Work required:
Extract each line of the data that contains the string "rough". Case counts.

Available data:
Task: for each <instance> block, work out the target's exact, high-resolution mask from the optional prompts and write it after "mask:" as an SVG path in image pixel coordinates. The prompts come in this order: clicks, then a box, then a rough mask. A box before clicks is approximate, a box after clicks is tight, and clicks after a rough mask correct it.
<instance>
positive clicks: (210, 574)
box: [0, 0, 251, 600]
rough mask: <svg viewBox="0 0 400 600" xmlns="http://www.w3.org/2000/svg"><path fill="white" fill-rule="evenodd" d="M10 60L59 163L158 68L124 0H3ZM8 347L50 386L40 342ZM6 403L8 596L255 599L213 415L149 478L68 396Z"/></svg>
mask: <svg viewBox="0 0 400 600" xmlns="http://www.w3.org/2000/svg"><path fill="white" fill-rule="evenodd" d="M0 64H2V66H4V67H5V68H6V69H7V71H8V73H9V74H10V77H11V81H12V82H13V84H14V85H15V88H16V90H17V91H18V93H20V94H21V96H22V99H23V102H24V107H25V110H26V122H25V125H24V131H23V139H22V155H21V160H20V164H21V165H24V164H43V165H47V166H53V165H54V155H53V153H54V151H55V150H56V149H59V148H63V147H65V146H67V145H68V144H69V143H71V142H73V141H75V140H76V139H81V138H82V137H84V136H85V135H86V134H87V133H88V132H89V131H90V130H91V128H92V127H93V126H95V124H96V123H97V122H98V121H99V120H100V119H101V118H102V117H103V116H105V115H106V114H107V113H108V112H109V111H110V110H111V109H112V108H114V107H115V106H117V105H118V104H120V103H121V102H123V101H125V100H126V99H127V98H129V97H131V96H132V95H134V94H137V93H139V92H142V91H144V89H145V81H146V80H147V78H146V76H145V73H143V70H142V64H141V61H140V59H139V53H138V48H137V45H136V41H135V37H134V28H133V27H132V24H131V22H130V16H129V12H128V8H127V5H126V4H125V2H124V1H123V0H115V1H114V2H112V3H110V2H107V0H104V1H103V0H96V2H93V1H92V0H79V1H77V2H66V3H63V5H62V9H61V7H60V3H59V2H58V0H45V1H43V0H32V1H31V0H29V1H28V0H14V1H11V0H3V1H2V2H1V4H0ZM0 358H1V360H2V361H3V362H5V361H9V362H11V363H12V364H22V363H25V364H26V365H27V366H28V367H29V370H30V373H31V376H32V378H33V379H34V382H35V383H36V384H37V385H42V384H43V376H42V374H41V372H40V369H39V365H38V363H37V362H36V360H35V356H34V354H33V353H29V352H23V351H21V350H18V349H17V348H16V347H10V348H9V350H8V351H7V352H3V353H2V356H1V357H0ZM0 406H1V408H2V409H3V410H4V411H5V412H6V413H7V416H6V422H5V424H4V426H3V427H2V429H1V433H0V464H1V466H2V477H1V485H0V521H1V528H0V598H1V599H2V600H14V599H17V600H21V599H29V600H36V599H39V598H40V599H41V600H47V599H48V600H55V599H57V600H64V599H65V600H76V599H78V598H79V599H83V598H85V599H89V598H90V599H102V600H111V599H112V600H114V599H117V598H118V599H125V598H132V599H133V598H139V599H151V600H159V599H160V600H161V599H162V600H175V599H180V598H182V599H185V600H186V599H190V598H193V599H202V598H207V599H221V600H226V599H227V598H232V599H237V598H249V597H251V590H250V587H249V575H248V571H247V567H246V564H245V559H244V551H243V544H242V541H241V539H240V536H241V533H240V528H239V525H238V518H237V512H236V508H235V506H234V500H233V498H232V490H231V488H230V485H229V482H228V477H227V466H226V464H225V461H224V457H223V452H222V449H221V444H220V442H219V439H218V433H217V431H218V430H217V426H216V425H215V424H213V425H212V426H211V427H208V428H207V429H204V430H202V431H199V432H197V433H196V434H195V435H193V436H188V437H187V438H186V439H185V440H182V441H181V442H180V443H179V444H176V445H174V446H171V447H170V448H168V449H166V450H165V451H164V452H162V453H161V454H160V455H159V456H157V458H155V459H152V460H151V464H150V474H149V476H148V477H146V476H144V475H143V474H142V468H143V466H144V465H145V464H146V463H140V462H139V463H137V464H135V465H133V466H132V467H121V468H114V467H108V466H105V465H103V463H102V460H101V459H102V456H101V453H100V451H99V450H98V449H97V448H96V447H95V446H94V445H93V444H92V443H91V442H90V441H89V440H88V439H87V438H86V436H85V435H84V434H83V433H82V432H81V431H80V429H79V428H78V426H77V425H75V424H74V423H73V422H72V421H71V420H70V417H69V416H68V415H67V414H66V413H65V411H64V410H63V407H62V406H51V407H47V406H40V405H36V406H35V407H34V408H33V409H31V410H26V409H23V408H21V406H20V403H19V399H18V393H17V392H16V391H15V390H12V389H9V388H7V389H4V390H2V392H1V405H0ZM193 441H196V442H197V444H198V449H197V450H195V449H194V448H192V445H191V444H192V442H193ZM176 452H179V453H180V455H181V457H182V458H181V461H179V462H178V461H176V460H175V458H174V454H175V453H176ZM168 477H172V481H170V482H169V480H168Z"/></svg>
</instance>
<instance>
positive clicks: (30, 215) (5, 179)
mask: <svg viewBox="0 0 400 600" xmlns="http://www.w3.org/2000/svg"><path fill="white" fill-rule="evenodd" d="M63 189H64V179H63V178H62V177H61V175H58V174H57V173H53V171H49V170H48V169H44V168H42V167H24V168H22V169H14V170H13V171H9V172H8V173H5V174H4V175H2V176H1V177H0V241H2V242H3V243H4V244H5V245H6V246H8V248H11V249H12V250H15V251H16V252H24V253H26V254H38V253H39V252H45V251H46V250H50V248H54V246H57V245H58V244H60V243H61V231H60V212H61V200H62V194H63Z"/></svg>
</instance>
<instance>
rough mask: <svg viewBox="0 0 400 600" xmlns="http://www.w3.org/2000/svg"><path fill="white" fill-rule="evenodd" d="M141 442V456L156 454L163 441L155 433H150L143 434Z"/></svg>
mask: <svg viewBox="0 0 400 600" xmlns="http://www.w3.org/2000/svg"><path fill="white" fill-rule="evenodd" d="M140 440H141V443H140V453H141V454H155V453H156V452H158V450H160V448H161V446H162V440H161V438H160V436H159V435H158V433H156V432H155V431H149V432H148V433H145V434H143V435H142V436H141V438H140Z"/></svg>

The completed task:
Task: for each <instance> block, work out the target's exact, high-resolution mask from the optional prompts and write it after "mask:" as an SVG path in image pixel coordinates. The prompts come in this order: clicks, then a box, then a rough mask. A box before clicks is approximate, a box after clicks is tight, and clicks after a rough mask correct it.
rough mask: <svg viewBox="0 0 400 600" xmlns="http://www.w3.org/2000/svg"><path fill="white" fill-rule="evenodd" d="M10 60L59 163L158 68L124 0H3ZM8 347L50 386L40 342ZM6 403L8 596L255 599L213 415L149 478L68 396Z"/></svg>
rough mask: <svg viewBox="0 0 400 600" xmlns="http://www.w3.org/2000/svg"><path fill="white" fill-rule="evenodd" d="M141 442V456L156 454L163 441L155 433H150L143 434Z"/></svg>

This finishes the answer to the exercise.